▶ [EXERCISE BRIEF]: All pictures are to be excluded when the data below is output verbatim.

▶ [SUPPLIED DATA]:
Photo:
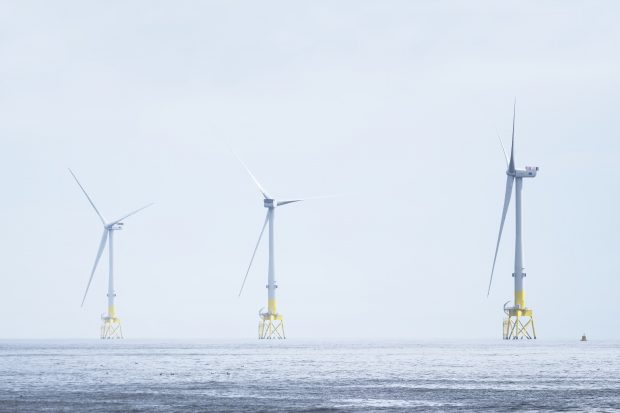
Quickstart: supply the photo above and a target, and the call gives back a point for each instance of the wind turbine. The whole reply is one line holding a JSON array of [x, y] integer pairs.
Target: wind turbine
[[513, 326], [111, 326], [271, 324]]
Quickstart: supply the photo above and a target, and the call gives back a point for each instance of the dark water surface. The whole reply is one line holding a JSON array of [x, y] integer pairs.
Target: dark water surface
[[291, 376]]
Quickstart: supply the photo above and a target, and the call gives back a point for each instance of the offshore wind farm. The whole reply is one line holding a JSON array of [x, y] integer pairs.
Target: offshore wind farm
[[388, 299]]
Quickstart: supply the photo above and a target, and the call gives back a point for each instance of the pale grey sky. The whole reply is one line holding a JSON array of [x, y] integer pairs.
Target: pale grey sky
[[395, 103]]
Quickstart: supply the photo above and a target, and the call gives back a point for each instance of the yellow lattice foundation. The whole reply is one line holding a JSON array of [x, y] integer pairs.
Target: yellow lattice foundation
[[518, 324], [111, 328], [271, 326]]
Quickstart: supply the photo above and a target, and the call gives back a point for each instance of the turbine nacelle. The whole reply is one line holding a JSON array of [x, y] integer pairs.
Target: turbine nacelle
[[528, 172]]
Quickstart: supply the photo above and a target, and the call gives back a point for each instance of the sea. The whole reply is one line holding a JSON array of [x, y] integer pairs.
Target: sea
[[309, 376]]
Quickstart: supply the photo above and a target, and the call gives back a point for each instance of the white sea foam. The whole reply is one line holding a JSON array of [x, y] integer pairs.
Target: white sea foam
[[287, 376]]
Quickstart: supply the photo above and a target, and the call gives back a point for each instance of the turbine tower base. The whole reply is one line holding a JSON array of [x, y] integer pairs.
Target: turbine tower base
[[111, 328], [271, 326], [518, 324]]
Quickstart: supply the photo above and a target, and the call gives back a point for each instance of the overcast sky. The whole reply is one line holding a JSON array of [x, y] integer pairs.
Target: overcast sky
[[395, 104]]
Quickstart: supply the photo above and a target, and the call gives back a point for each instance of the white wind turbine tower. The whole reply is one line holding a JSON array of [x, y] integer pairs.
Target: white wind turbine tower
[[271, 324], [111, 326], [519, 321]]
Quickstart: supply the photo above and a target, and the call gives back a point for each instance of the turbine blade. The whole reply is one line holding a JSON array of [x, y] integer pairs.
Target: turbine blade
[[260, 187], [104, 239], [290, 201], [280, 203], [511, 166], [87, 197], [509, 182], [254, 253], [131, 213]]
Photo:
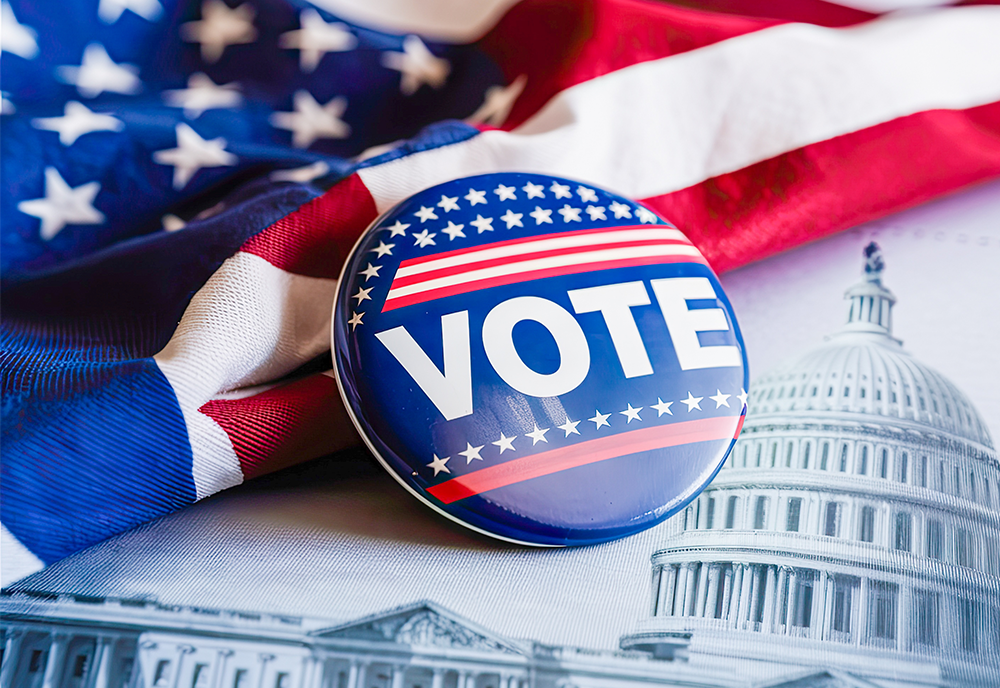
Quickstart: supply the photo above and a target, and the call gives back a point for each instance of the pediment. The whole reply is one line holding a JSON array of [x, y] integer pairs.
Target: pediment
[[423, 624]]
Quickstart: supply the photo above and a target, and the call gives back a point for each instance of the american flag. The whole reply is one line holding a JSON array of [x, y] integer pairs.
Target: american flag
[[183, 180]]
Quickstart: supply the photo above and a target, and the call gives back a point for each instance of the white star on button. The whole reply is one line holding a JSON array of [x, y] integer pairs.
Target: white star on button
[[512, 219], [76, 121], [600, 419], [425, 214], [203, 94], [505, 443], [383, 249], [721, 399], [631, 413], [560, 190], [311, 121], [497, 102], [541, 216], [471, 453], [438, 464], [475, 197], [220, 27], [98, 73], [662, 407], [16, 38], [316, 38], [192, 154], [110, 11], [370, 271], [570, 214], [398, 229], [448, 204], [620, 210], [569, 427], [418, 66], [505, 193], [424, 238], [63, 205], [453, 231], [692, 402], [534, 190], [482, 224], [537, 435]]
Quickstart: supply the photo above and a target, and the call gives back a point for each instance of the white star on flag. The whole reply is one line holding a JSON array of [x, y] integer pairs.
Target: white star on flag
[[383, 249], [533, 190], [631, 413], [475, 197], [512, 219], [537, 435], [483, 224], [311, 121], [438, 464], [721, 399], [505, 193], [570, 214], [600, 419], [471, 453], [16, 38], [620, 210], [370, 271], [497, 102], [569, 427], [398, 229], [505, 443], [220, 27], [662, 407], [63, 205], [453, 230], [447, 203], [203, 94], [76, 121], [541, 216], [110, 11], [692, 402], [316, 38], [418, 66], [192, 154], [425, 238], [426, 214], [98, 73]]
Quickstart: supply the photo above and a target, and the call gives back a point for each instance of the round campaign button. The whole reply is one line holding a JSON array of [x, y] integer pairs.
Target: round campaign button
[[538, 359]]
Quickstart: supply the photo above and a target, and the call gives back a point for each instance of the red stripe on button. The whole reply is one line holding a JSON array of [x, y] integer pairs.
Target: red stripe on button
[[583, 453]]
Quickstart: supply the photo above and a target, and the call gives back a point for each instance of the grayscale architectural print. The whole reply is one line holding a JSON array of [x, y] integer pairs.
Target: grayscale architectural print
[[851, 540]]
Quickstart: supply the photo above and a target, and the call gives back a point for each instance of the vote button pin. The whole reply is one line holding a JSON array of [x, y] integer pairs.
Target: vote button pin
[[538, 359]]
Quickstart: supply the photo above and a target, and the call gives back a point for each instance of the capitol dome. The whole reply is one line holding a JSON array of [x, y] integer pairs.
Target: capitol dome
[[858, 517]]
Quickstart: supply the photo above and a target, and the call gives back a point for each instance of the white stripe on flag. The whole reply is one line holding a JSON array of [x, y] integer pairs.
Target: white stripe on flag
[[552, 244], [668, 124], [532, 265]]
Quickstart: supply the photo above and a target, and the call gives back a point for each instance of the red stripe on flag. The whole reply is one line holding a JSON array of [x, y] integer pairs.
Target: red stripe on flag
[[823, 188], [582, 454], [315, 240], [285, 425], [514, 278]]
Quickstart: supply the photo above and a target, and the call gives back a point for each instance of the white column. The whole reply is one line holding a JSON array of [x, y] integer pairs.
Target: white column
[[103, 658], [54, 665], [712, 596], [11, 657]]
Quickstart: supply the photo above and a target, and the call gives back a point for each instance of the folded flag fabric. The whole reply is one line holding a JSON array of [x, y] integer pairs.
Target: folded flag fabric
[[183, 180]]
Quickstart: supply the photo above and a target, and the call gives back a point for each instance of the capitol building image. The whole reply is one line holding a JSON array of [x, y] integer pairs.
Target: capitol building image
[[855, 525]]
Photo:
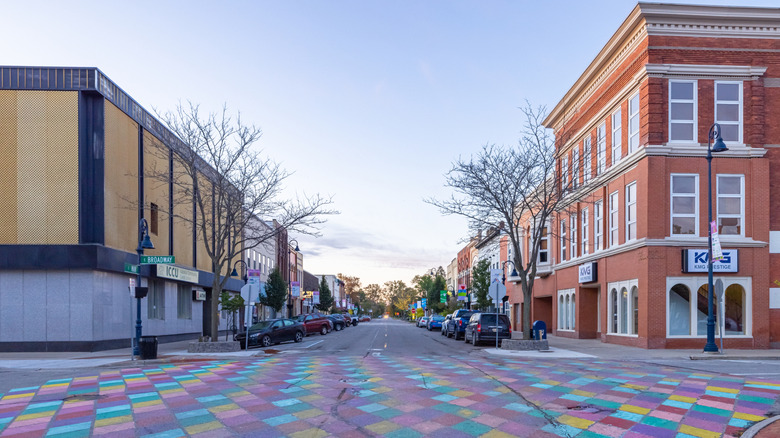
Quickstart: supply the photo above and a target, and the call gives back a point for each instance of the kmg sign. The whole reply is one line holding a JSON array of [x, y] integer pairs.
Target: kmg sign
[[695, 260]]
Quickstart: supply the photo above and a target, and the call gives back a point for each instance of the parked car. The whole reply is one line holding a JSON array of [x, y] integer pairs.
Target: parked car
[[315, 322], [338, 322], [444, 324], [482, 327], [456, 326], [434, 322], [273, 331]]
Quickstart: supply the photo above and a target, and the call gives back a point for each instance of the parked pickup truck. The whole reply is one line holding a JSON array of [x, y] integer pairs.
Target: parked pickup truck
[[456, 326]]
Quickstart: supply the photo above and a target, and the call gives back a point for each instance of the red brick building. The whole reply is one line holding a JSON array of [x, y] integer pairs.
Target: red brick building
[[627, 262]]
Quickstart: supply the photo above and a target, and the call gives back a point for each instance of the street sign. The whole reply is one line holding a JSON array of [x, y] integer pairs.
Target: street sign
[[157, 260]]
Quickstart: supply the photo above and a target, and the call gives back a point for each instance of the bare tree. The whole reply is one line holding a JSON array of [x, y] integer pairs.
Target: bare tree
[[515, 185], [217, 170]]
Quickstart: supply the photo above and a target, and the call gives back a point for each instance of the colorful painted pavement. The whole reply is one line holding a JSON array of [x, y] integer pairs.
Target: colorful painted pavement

▶ [SOLUTION TO THIS EXERCISE]:
Photo:
Quickstart: supply the photo above and a target, and the call gives back a point for each instance of the wind turbine. The whole reply is one line holding a JSON array of [x, y] integer pairs.
Target: wind turbine
[[513, 326], [111, 326], [271, 324]]
Quickstart: supply the photo above and a target, and the call gives back a point for each instance of the dark water surface. The whole reply is one line holding a JSON array of [x, y] integer pairs.
Target: dark water surface
[[291, 376]]
Quickstart: supply the photo above and a target, and the call gives back a point for each instance of the offshore wind farm. The whole reply is one line holding a JSON array of [x, y] integer pairs.
Target: offshore wind farm
[[388, 299]]
Quickstart: supply the photo above and a target, and the call gives back a point for each instance of the pale grey sky. The whole reply is one line holding a JSON array of [x, y] integer pairs.
Target: pale grey sky
[[395, 103]]
Quickstart: supply the photo above and a target, and the call gives back a point for each instance of the yellow lattice foundation. The whole reply is one line holding a JSON array of [x, y] integer pairs.
Target: yellow lattice foundation
[[518, 324], [111, 328], [271, 326]]
Quickstart: supply the photo above and a target, and the call gives back a point for each instance of the turbine nacelle. The whole reply is one line holding a JSON array of [x, y] integer pairs.
Target: turbine nacelle
[[528, 172]]
Quickstart: supply the photo above and a target, and the call gives back a point for each instance of the sea. The whole reply is one line holding a JSON array of [x, y] integer pairs.
Target: sea
[[309, 376]]
Quickstart: supply the photo above and a target, and the call gives back a point for each instance of the white sea foam. The whole reply is one line holding a JSON array of [x, y] integer pairs.
Target: white sea foam
[[287, 376]]
Quickstart: supply the photo above and a target, and the call gives back a point for each instance of the turbine tower base. The whole reply is one line holding a JSON array of [x, y] integer pairs.
Target: turbine tower base
[[111, 328], [271, 326], [518, 324]]
Quickstart: supply the photo above and a target, and the call gives back a point for each instance of the overcast sky. The whole reply is one line holding a JSON array of [x, y] integer pairs.
Target: overcast sky
[[395, 104]]
Quickstart: supply the photo above and a target, and the call gives back a point for each instance of the white wind turbine tower. The whole reply is one line holding a JSON array of [x, y] integer pairs.
Target: white wind turbine tower
[[271, 324], [111, 326], [519, 321]]
Quickstart: supply the photo above and a target, and the call gives back a point for each instance of the turbine blade. The whole reply is one line holding a JSON array of [x, y] integer pairs.
Target: turbine blade
[[260, 187], [104, 239], [290, 201], [280, 203], [511, 166], [87, 197], [509, 182], [254, 253], [131, 213]]
Photo:
Quickstart: supply the photo above and a target, and the call gives back a point for each instance of the pediment. The whole reply is one line holding a JSON array of [x, y] integer pairs.
Target: pediment
[[423, 624]]
Quickstart: supply the photo above and a target, and the call gives back a point for each instance of the american flag. The whole reply is one line holding a JSON array of [x, y] integer pairs.
Target: american flag
[[183, 180]]
Quickstart: supply the photo above and a target, and the call gives back a point for each instance of the white star on button. The whole reply is one line holding a JSON array of [x, y] integer pairs.
Target: white star on button
[[512, 219], [76, 121], [600, 419], [425, 214], [203, 94], [505, 443], [383, 249], [721, 399], [631, 413], [560, 190], [311, 121], [497, 102], [541, 216], [471, 453], [438, 464], [475, 197], [220, 27], [98, 73], [662, 407], [16, 38], [316, 38], [192, 154], [110, 11], [370, 271], [570, 214], [398, 229], [448, 204], [620, 210], [569, 427], [418, 66], [505, 193], [424, 238], [63, 205], [453, 231], [692, 402], [534, 190], [482, 224], [537, 435]]
Quickstart: supply the photo above and a target, and the call gives back a point for each instance of the white star on flag. The whole reply is one line holding a JSON array of [x, y] integer pairs.
Target: white star on flag
[[383, 249], [533, 190], [631, 413], [475, 197], [512, 219], [537, 435], [483, 224], [311, 121], [438, 464], [721, 399], [505, 193], [570, 214], [600, 419], [471, 453], [16, 38], [620, 210], [370, 271], [497, 102], [569, 427], [398, 229], [505, 443], [220, 27], [662, 407], [63, 205], [453, 230], [447, 203], [203, 94], [76, 121], [541, 216], [110, 11], [692, 402], [316, 38], [418, 66], [192, 154], [425, 238], [426, 214], [98, 73]]
Quickstart: supply the photo above and a target, and the call gives back a point for each instance of the round campaign button. The whole reply is one line holding a JSON array of [x, y] integer pairs.
Target: round campaign button
[[538, 359]]
Quickstart: supply the photo above and a target, and the call gives back a point for each instance of the red stripe on button. The whole reply is one line holding a JSON array of [x, y] integer pairs.
Target: red stripe on button
[[583, 453]]
Quickstart: supply the photo above and a target, and the call gives back a point for each instance of the grayscale architectural print. The whole reply is one line holding a JSON array of [x, y] integer pairs.
Target: grayscale architectural print
[[851, 540]]
Quickstart: supply the photo above and a target, and the call gives back a point for each instance of the vote button pin. The whole reply is one line holding a JSON array of [x, y] integer pairs.
Target: vote button pin
[[538, 359]]
Quickstart: supply the photo above and a target, and the call gives back a point for each instance of the capitol dome. The whole reply is one line holding a JSON array of [x, y] integer pairs.
Target: capitol dome
[[858, 517]]
Quickstart: supply the photo above and a target, and the call gives back a point for each instance of the white stripe on flag. The whole reply is one line holding a JSON array of [x, y] integer pairs.
Target: white stripe on flag
[[552, 244], [668, 124], [532, 265]]
Quickstart: supply the photo above and a target, and the call gives back a point for each instance of the red stripe on flag. The whole reply is one line holding a JSON array of [x, y] integer pairs.
Target: red stripe on flag
[[823, 188], [582, 454], [315, 240], [285, 425], [514, 278]]
Quickstart: supply the photo above and a target, and the call gives back a point for each instance of the white column. The whole reply is one line holding a JSON array of [x, y] integer pairs.
Target: white column
[[103, 658], [54, 665], [712, 596], [11, 657]]
Quickstart: supply the photo above and a target, and the call gives back a point for each instance of the folded flag fabric. The whole reply is one line holding a JSON array of [x, y] integer pairs.
Target: folded flag fabric
[[183, 180]]
Quickstart: supply the photo above and a target, and the call gives back a point for each instance of the capitol building image. The whole reply is one line holding a JSON array of [x, y] integer pairs.
Target: capitol building image
[[855, 525]]
Photo:
Quickstart: supply the photo above and a target, and the call gives back a point for each instance of the kmg sign. The whole reply is one line holding a JSON array of [x, y] integer pairs.
Target: kmg sign
[[695, 260]]
Quickstart: supply the photo above and a target, and the call gives back a point for each instance of the parked car. The whole reply is one line holding a JSON array of [x, y] integer pairs.
Target: parked car
[[315, 322], [338, 322], [444, 324], [482, 327], [456, 326], [434, 322], [273, 331]]
Quickstart: supply the photo above and a target, and the call gives back a point for each instance of the parked pickup truck. The whole reply is one line holding a JSON array of [x, y] integer pairs.
Target: parked pickup truck
[[456, 326]]
Quickstart: supply the photo above and a target, and the call gives back a point for each instance of the red brick building. The whole reply is one line holding a JSON array of [x, y] integer pairs.
Target: red brick building
[[627, 262]]
Quickstart: supply the photo above and a target, and the call gives back a point for each instance of the street sign. The whole reply is one line holding a JSON array of [x, y] integer pairs.
Target: street sign
[[157, 260]]
Quickstart: supply the photo above and a target, and the call gives back a point for each instance of the bare tree. The whole reply is one line holding a JSON array of [x, y] integer pairs.
Target: bare tree
[[515, 185], [217, 170]]
Quickstart: supply the photo above and a target, and the call gives back a point for each instance of the colorful painted pavement. The whole reply is one line holding a JSON array of [x, y] integer pairs.
Target: colorful painted pavement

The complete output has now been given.